__Your goal__
Reply with each record repeated exactly.

___ Records shown

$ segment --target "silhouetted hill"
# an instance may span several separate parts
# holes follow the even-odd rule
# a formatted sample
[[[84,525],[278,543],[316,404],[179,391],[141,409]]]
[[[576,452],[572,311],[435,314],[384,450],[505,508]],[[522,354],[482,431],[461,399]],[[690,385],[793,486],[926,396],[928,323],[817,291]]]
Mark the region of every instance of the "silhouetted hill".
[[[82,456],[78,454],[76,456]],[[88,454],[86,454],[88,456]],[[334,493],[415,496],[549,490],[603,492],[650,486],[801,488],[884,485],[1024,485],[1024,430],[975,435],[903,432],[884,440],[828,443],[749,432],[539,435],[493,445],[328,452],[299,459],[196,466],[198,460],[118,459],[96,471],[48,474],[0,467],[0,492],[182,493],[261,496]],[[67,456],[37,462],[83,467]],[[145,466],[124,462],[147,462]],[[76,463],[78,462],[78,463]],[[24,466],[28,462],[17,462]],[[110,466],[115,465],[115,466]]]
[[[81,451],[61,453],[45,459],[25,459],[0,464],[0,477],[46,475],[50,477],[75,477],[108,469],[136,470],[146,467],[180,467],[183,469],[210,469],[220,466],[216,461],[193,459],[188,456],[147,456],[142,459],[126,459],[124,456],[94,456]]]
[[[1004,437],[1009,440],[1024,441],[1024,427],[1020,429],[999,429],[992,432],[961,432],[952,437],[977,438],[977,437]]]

______

__Result__
$ segment --target "silhouetted hill"
# an instance may span several separate parts
# holes follow the even-odd rule
# a formatted sample
[[[84,525],[278,543],[316,404],[179,391],[141,409]]]
[[[576,452],[572,311],[435,314],[384,450],[505,508]],[[522,354],[482,431],[461,399]],[[690,385],[793,486],[926,396],[928,323],[817,291]]]
Mark the region of every instance of the "silhouetted hill".
[[[82,456],[78,454],[76,456]],[[88,454],[86,454],[88,456]],[[334,493],[415,496],[549,490],[603,492],[650,486],[801,488],[884,485],[1024,485],[1024,430],[975,435],[903,432],[884,440],[828,443],[749,432],[539,435],[493,445],[328,452],[299,459],[196,466],[198,460],[118,459],[96,471],[48,474],[0,467],[0,492],[182,493],[261,496]],[[67,456],[37,462],[83,467]],[[145,466],[124,462],[147,462]],[[76,463],[78,462],[78,463]],[[24,466],[28,462],[17,462]],[[110,466],[115,465],[115,466]]]
[[[81,451],[61,453],[45,459],[25,459],[0,464],[0,477],[46,475],[50,477],[75,477],[108,469],[136,470],[146,467],[180,467],[183,469],[210,469],[220,466],[216,461],[193,459],[188,456],[147,456],[142,459],[126,459],[124,456],[94,456]]]
[[[1004,437],[1009,440],[1024,441],[1024,427],[1020,429],[999,429],[992,432],[961,432],[952,437],[977,438],[977,437]]]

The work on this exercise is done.